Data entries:
+-------+
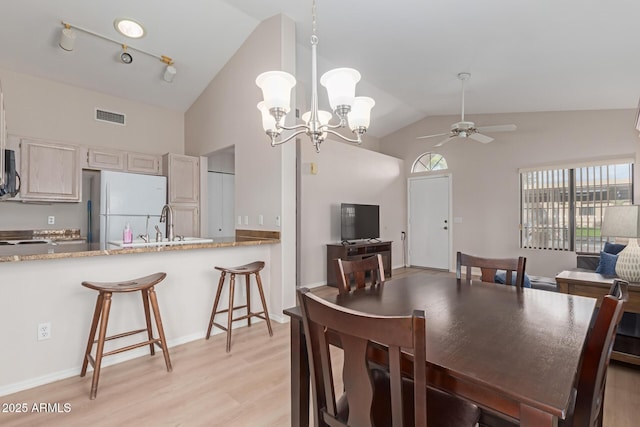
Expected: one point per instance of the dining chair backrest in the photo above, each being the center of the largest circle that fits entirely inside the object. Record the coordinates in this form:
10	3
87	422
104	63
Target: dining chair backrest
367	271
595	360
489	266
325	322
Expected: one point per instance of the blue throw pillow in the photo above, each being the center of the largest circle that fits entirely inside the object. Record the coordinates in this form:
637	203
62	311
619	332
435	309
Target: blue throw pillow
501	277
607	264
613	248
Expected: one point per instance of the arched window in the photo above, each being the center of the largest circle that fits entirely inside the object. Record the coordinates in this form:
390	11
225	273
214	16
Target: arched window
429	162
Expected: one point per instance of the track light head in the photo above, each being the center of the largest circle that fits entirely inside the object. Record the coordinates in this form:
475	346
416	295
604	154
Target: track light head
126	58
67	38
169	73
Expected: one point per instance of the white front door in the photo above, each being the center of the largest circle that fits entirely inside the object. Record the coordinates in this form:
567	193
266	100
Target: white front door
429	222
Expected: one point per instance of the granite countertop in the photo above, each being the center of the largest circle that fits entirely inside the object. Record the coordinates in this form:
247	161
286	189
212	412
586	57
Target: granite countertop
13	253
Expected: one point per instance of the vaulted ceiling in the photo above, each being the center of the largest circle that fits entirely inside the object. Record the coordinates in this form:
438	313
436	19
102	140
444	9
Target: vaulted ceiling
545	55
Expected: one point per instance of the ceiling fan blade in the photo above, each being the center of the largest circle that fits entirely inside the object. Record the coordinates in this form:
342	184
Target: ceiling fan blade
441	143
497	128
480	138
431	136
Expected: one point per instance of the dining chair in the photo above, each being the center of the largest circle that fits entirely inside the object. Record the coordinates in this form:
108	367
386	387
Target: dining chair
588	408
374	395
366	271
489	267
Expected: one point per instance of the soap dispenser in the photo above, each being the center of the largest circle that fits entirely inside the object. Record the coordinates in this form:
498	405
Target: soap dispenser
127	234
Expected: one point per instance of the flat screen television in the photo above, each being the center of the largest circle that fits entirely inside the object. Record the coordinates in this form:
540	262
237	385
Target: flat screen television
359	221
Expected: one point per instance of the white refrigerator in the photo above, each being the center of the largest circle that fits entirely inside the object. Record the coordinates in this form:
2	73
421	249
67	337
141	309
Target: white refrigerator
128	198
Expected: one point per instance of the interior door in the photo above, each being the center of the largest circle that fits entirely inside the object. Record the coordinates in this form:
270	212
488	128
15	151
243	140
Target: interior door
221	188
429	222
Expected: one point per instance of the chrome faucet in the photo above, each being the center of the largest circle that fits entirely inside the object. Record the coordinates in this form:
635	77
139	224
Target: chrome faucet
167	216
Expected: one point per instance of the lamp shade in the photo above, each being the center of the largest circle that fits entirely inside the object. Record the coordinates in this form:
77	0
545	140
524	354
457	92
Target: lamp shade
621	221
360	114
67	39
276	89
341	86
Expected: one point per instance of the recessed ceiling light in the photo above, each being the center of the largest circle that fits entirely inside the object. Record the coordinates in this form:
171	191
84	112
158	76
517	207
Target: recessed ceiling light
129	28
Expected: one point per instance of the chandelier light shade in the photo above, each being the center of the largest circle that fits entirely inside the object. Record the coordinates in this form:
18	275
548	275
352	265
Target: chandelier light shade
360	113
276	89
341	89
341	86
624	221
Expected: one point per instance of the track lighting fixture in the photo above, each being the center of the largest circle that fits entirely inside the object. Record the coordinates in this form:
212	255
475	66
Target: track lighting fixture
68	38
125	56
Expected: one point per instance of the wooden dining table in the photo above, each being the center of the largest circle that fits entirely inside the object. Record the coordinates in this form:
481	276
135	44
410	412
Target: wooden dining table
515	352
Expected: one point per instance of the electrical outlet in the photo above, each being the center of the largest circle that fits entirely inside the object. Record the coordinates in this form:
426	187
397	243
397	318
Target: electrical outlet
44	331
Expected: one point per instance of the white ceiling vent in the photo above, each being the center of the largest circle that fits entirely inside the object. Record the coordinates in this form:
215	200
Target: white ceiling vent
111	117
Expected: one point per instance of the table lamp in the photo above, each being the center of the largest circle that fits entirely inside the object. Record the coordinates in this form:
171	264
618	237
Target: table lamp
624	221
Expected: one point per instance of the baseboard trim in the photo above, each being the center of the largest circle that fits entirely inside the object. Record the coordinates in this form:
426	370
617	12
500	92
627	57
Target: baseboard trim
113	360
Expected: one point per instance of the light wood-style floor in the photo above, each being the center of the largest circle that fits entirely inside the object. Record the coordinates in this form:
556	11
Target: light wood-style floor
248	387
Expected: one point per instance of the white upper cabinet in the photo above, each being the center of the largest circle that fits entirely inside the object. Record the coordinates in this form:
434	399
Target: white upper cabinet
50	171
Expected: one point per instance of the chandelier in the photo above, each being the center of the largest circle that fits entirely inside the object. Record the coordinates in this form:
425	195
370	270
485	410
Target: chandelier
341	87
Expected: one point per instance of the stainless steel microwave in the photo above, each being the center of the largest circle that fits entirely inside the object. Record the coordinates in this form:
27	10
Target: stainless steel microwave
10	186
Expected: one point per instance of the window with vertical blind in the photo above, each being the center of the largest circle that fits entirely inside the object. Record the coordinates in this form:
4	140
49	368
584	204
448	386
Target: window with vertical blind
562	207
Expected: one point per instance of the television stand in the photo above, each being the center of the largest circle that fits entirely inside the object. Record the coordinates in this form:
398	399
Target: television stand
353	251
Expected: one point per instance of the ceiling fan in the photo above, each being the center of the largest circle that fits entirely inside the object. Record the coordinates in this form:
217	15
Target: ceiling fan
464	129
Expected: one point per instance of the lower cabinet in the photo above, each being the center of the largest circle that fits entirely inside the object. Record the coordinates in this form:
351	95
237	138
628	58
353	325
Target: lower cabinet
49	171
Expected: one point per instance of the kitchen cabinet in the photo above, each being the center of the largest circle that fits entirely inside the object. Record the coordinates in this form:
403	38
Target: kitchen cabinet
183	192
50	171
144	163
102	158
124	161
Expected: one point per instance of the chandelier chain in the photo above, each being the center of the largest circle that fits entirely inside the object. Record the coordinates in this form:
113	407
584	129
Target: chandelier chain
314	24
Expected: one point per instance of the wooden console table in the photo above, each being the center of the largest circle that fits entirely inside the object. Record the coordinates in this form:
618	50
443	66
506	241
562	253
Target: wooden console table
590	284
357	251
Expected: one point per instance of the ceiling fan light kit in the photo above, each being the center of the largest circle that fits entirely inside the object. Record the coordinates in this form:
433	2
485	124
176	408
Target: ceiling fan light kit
+-------+
▶ **The task**:
Restate the data word for word without pictures.

▶ **Response area**:
Expected: one point per instance of the dining chair backrest in the photo above, each being the center of the largest circle that fits entirely inside the object. Record the coordinates in this form:
10	3
87	422
104	63
Target: dining chair backrest
367	271
595	360
489	266
325	322
Expected: one point per instance of the blue throw pillow in the photo above, each being the center of the largest circle that fits entirely inside the object. Record the coordinates in this form:
637	203
62	311
619	332
435	309
Target: blue throw pillow
501	277
607	264
613	248
Expected: one point per instance of the arched window in the photo above, each being the center of the largest circle that fits entirely inside the object. Record the coordinates in this form:
390	11
225	273
214	16
Target: arched window
429	162
Expected: one point per instance of the track light head in the photo above, each being the center of the largest circle that fits entirely inside the object. Record the coordinates in this form:
475	346
416	295
604	154
Target: track light head
126	58
67	38
169	73
Expected: one point per instance of the white front door in the photo above, each being the center of the largest circle that fits entirely inside the object. Record the coordinates in this form:
567	193
266	100
Target: white front door
429	222
Expected: one point per instance of the granite countertop in the photo above, each being the center of the largest circle that fits entirely inside the object. Record the coordinates in this form:
247	161
286	189
212	412
586	57
Target: granite countertop
13	253
Expected: one point per instance of the vaulted ceiling in the photo above, each being the center of the largest circle that fits entirely inside the object. Record the coordinates in this form:
438	313
436	19
102	140
444	9
Target: vaulted ceiling
545	55
Expected: one point per instance of the ceiling fan blade in the photo above, each being the center of the largest circle that fits entirely inside the object. Record the coordinates in this form:
342	184
Target: ceiling fan blade
441	143
497	128
480	138
431	136
Expected: one point per instance of the dining chair in the photo above, each being the center of the largest circle that fits entirely inside the object. Record the coordinates in this form:
108	367
386	387
Target: dining chair
588	408
374	395
366	271
489	267
Expected: one point per instance of the soap dispenser in the photo above, each being the center of the largest circle that fits entirely inside the object. Record the coordinates in this form:
498	405
Target: soap dispenser
127	234
Expected: one point per instance of the flat screen television in the photo above, each being the center of the largest circle that fits entirely inside the object. Record the coordinates in this form:
540	262
237	385
Target: flat screen television
359	221
Expected: one point per instance of the white refrigerator in the photo above, each being the center of the largest circle that fits entirely inside the object. Record the coordinates in this form:
2	73
421	249
67	337
141	309
Target: white refrigerator
128	198
Expected: one point per instance of the interior door in the photo above, each being the center of the largest circle that fits entirely inside the object. Record the coordinates in this form:
270	212
488	128
15	151
243	140
Target: interior door
221	188
429	222
Expected: one point per instance of the chrome faucet in the photo above, each being the center of the largest circle that fits entirely inside the object. Record the coordinates in this form:
635	77
139	224
Target: chrome faucet
167	216
Expected: one point per instance of the lamp shade in the photo above, each being the center of the largest circle that fits entirely inside the object. Record the coordinates in this form:
77	0
545	140
524	354
457	92
Target: lamp shade
621	221
360	114
67	39
276	89
341	86
Expected: one point per instance of the recessed ceiling light in the photo above, each being the center of the largest circle that fits entirely inside the object. Record the coordinates in this form:
171	191
84	112
158	76
517	207
Target: recessed ceiling light
129	28
Expected: one point per instance of the chandelier light shade in the photo above, each being the center of the largest circle that fits entirely inside the object. Record the coordinates in this form:
18	275
548	275
352	265
Target: chandelier light shade
360	113
276	89
341	89
341	86
624	221
Expected: one point per instance of the track lighting fixture in the photo above, each being the center of the largest circle that fits entirely inside the object. Record the coordinates in this form:
212	255
475	66
Target: track lighting fixture
68	38
125	56
Expected: one point per instance of the wooden dining table in the photo above, each being the center of the largest circle that fits entirely inside the object. Record the coordinates in this form:
481	276
135	44
410	412
Target: wooden dining table
515	352
Expected: one point per instance of the electrical outlet in the photo above, each being the center of the largest circle that fits entirely inside the object. Record the coordinates in this form:
426	187
397	243
397	318
Target: electrical outlet
44	331
Expected: one point per instance of the white ceiling vent in the photo above, each being the center of the largest circle that fits entirely inside the object. Record the coordinates in this form:
215	200
Target: white ceiling vent
111	117
Expected: one point per instance of the table lamp in the photo above, each being the center of the largest circle that fits entirely inside the object. Record the coordinates in this form:
171	264
618	237
Target: table lamp
624	221
Expected: one point per instance of the baseboard trim in the photo above, each being the center of the largest circle that fits entirely inside the object. Record the coordinates in this form:
426	370
617	12
500	92
627	57
Target: baseboard trim
113	360
Expected: one point per instance of the light wood-style floor in the photo above, each being the center of the largest circle that fits entirely inside the object. Record the coordinates in this form:
556	11
Target: light wood-style floor
248	387
Expected: one point per instance of the white upper cabinet in the photo above, each being the center of the largest circle that fits entirely inside the object. Record the coordinates in this form:
434	399
Target: white upper cabinet
50	171
Expected: one point per instance of the chandelier in the photo above, each being the center of the largest circle that fits entirely inside the object. Record the coordinates in this form:
425	195
370	270
485	410
Target: chandelier
341	87
Expected: one point per instance of the stainless steel microwave in the photo above, each being the center of the largest circle that fits entirely inside the object. Record the coordinates in this form:
27	10
Target: stainless steel microwave
10	186
Expected: one point per instance of the window with vertical blind in the photo above, each being the center of the largest circle that fits entirely inside the object. Record the coordinates in this form:
4	140
49	368
584	204
448	386
Target: window with vertical blind
562	207
Expected: one point per instance of the television stand in the photo above, each being the center of the largest circle that fits entirely inside the object. Record the coordinates in this form:
398	399
Target: television stand
353	251
Expected: one point per instance of the ceiling fan in the photo above, each being the center of the largest circle that fits entirely inside the object. Record the coordinates in this form:
217	15
Target: ceiling fan
464	129
Expected: one point per instance of the lower cabinet in the photo above, each being the center of the largest circle that fits entirely inside the object. Record the coordinates in this form:
351	95
237	138
628	58
353	325
Target: lower cabinet
49	171
Expected: one point per instance of the kitchen cabinet in the photo above, each being the center of the largest circle that fits entirely inside the object. Record the coordinates in this form:
403	38
Target: kitchen cabinet
183	192
50	171
144	163
102	158
124	161
Expected: one point per instance of the chandelier chain in the photo above, each being the center of the largest circle that fits entirely inside the object. Record the coordinates in this form:
113	407
584	129
Target: chandelier chain
314	24
Expected: one point per instance of the wooden console table in the photo above, each being the center of the largest circle that fits entirely inside the object. Record the coordinates in this form:
618	50
443	66
506	241
562	253
Target: wooden console table
590	284
357	251
Expected: one point per instance of the ceiling fan light kit in the photo above, each being the center of the largest circle that fits entirely inside the object. Record the coordinates in this form:
433	2
485	124
176	408
Target: ceiling fan light kit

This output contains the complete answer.